= TASK STATEMENT =
Please repeat all of the material below word for word, leaving out the pictures.

= DATA SUPPLIED =
[start]

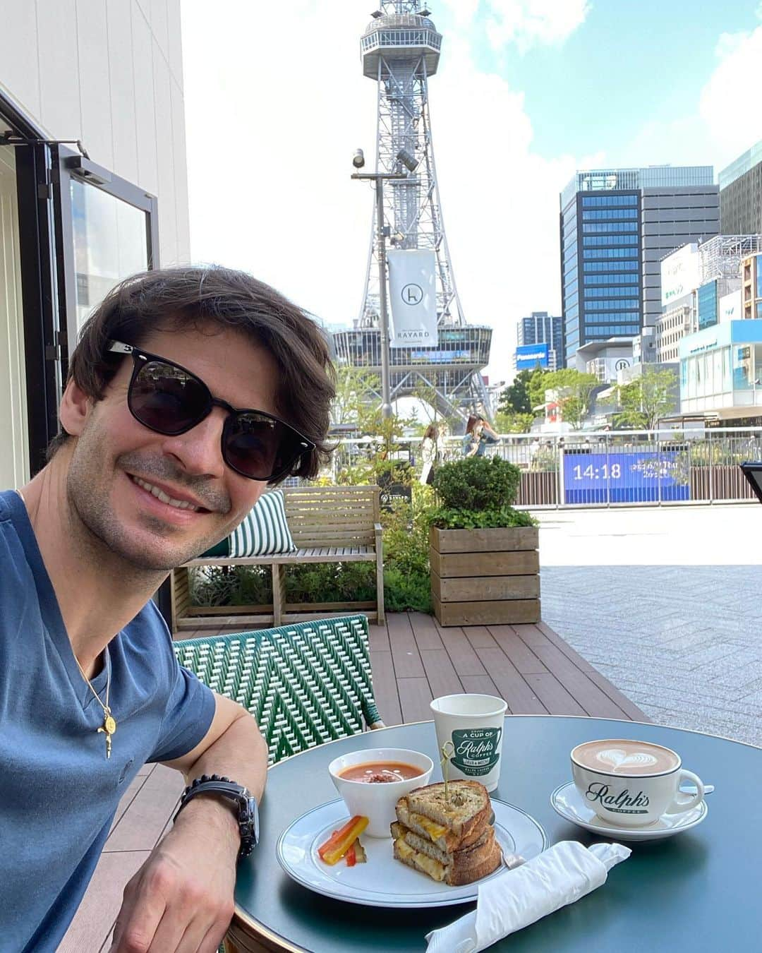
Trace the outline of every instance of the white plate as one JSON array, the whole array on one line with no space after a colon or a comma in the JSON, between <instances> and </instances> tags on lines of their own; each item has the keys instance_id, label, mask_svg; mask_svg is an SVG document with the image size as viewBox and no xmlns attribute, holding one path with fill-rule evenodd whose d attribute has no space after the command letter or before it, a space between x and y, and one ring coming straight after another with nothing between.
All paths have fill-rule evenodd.
<instances>
[{"instance_id":1,"label":"white plate","mask_svg":"<svg viewBox=\"0 0 762 953\"><path fill-rule=\"evenodd\" d=\"M506 853L521 854L529 861L548 846L545 831L529 814L502 801L492 801L492 809L495 837ZM479 884L491 877L497 877L506 869L501 864L494 873L480 881L462 887L451 887L446 883L437 883L426 874L395 861L391 837L362 838L368 855L367 863L348 867L343 861L339 861L330 866L320 860L317 848L347 820L347 807L343 801L337 800L321 804L294 821L281 834L276 847L278 862L289 877L310 890L350 903L393 907L446 906L476 900Z\"/></svg>"},{"instance_id":2,"label":"white plate","mask_svg":"<svg viewBox=\"0 0 762 953\"><path fill-rule=\"evenodd\" d=\"M700 824L709 811L706 801L702 801L682 814L663 814L658 821L645 827L616 827L598 817L586 803L573 781L562 784L553 791L551 805L557 814L572 823L615 841L658 841L660 838L672 837L672 834L679 834Z\"/></svg>"}]
</instances>

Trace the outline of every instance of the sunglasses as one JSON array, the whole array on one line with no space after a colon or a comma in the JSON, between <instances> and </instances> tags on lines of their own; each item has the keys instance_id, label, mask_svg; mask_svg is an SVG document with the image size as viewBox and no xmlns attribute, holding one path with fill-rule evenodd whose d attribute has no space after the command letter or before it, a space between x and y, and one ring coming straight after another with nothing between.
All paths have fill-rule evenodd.
<instances>
[{"instance_id":1,"label":"sunglasses","mask_svg":"<svg viewBox=\"0 0 762 953\"><path fill-rule=\"evenodd\" d=\"M300 456L315 449L311 440L271 414L239 410L212 397L204 381L179 364L121 341L111 341L109 351L132 355L127 406L149 430L174 436L192 430L212 408L226 410L222 458L242 476L278 479L293 469Z\"/></svg>"}]
</instances>

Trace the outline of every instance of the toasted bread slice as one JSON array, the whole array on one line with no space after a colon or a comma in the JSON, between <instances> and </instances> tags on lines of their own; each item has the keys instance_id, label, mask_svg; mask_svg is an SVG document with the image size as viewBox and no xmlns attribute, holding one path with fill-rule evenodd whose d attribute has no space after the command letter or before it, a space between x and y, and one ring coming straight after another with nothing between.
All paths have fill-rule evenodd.
<instances>
[{"instance_id":1,"label":"toasted bread slice","mask_svg":"<svg viewBox=\"0 0 762 953\"><path fill-rule=\"evenodd\" d=\"M484 825L473 825L465 836L454 834L445 824L411 811L408 806L407 798L400 798L397 801L396 814L399 823L404 824L409 830L420 834L421 837L427 838L445 853L451 853L460 847L468 847L478 841L486 826L485 821Z\"/></svg>"},{"instance_id":2,"label":"toasted bread slice","mask_svg":"<svg viewBox=\"0 0 762 953\"><path fill-rule=\"evenodd\" d=\"M409 830L398 821L391 824L391 836L395 841L405 841L414 850L417 850L421 854L427 854L434 861L439 861L440 863L455 863L459 868L465 869L468 866L480 862L486 849L491 846L491 841L494 840L494 828L486 827L473 843L455 851L442 850L441 847L438 847L429 838L421 837L415 831Z\"/></svg>"},{"instance_id":3,"label":"toasted bread slice","mask_svg":"<svg viewBox=\"0 0 762 953\"><path fill-rule=\"evenodd\" d=\"M491 874L501 862L500 844L494 838L494 831L490 828L485 833L484 842L478 847L474 844L463 851L456 851L449 855L450 862L443 863L440 859L431 856L431 850L438 848L425 838L412 834L412 838L417 839L417 846L421 848L416 849L408 841L407 838L411 836L411 832L408 832L405 837L394 841L394 859L427 874L439 883L444 882L449 886L473 883Z\"/></svg>"},{"instance_id":4,"label":"toasted bread slice","mask_svg":"<svg viewBox=\"0 0 762 953\"><path fill-rule=\"evenodd\" d=\"M447 800L445 785L440 782L416 787L405 801L409 812L428 818L451 831L460 841L465 841L474 831L478 837L492 813L487 788L477 781L450 781Z\"/></svg>"}]
</instances>

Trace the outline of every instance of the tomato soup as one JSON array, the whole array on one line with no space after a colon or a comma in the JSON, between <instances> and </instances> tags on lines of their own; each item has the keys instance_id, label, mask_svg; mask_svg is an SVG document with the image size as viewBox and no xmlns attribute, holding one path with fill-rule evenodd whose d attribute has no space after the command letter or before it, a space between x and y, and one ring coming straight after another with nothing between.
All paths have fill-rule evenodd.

[end]

= THE COMPLETED TASK =
Trace the outline of every instance of the white plate as one JSON array, the whole array on one line with no space after a colon or a comma in the JSON, between <instances> and </instances> tags on lines of their own; each item has the keys instance_id, label, mask_svg; mask_svg is an SVG document with the image size as viewBox and no xmlns attribute, holding one path with fill-rule evenodd whose d attribute has no space after the command letter or before it, a space between x and y, and one ring coming straight after another with nothing between.
All paths have fill-rule evenodd.
<instances>
[{"instance_id":1,"label":"white plate","mask_svg":"<svg viewBox=\"0 0 762 953\"><path fill-rule=\"evenodd\" d=\"M506 853L521 854L529 861L548 846L545 831L529 814L502 801L492 801L492 809L495 837ZM479 884L491 877L497 877L506 869L501 864L494 873L480 881L462 887L451 887L446 883L437 883L426 874L395 861L391 837L362 838L368 855L367 863L348 867L343 861L339 861L330 866L320 860L317 848L347 820L347 807L343 801L337 800L321 804L294 821L281 834L276 847L278 862L289 877L310 890L350 903L393 907L446 906L476 900Z\"/></svg>"},{"instance_id":2,"label":"white plate","mask_svg":"<svg viewBox=\"0 0 762 953\"><path fill-rule=\"evenodd\" d=\"M700 824L709 811L706 801L702 801L682 814L663 814L658 821L645 827L616 827L598 817L586 803L573 781L562 784L553 791L551 805L557 814L572 823L615 841L658 841L660 838L672 837L672 834L679 834Z\"/></svg>"}]
</instances>

Trace the outline of every instance of the sunglasses as one JSON array, the whole array on one line with no space after a colon or a comma in the JSON, between <instances> and </instances> tags on lines of their own; each item has the keys instance_id, label, mask_svg; mask_svg is an SVG document with the image size as viewBox and no xmlns attribute, holding one path with fill-rule evenodd whose d attribute has no space after the command letter or before it, a space between x and y, and one ring coming straight after another with nothing between.
All paths have fill-rule evenodd.
<instances>
[{"instance_id":1,"label":"sunglasses","mask_svg":"<svg viewBox=\"0 0 762 953\"><path fill-rule=\"evenodd\" d=\"M300 456L315 449L311 440L271 414L239 410L212 397L204 381L179 364L121 341L111 341L109 351L132 355L127 406L149 430L174 436L192 430L212 408L226 410L222 458L242 476L278 479L293 469Z\"/></svg>"}]
</instances>

Trace the outline of every instance of the toasted bread slice as one JSON array, the whole array on one line with no space after a colon or a comma in the JSON, between <instances> and </instances> tags on lines of their own; each item has the keys instance_id, label, mask_svg; mask_svg is an SVG document with the image size as viewBox and no xmlns attribute, holding one path with fill-rule evenodd whose d attribute has no space after the command letter or before it, a space between x and y, and one ring coming straight after another with nothing between.
All paths have fill-rule evenodd.
<instances>
[{"instance_id":1,"label":"toasted bread slice","mask_svg":"<svg viewBox=\"0 0 762 953\"><path fill-rule=\"evenodd\" d=\"M484 825L473 825L465 836L454 834L445 824L411 811L408 806L407 798L400 798L397 801L396 814L399 823L404 824L409 830L420 834L421 837L427 838L445 853L451 853L460 847L468 847L478 841L486 826L485 821Z\"/></svg>"},{"instance_id":2,"label":"toasted bread slice","mask_svg":"<svg viewBox=\"0 0 762 953\"><path fill-rule=\"evenodd\" d=\"M409 830L398 821L391 824L391 836L395 841L405 841L414 850L417 850L421 854L427 854L434 861L439 861L440 863L455 863L459 868L465 869L468 866L480 862L486 849L491 846L491 841L494 840L494 828L486 827L473 843L455 851L442 850L441 847L438 847L429 838L421 837L415 831Z\"/></svg>"},{"instance_id":3,"label":"toasted bread slice","mask_svg":"<svg viewBox=\"0 0 762 953\"><path fill-rule=\"evenodd\" d=\"M491 874L501 862L500 844L494 838L494 831L490 828L485 833L484 842L478 847L474 844L463 851L456 851L449 855L450 862L443 863L440 859L431 856L431 850L438 848L425 838L412 834L412 838L417 839L417 846L421 848L416 849L408 841L407 838L411 836L411 832L408 832L405 837L394 841L394 859L427 874L439 883L444 882L449 886L473 883Z\"/></svg>"},{"instance_id":4,"label":"toasted bread slice","mask_svg":"<svg viewBox=\"0 0 762 953\"><path fill-rule=\"evenodd\" d=\"M447 800L445 785L440 782L416 787L405 801L409 812L428 818L451 831L460 841L465 841L474 831L478 837L492 813L487 788L477 781L450 781Z\"/></svg>"}]
</instances>

Trace the outline of every instance of the tomato soup as one JSON array, the whole array on one line with no space after a colon or a comma in the JSON, between <instances> and </instances> tags on lines of their own; each item has the keys instance_id, label, mask_svg; mask_svg is an SVG document with the image size as viewBox and no xmlns attribute, holding one path with fill-rule evenodd whose d attribute has no space after the command letter or before it, a space between x and y, and one ring coming straight after another with nothing between.
All paths have fill-rule evenodd.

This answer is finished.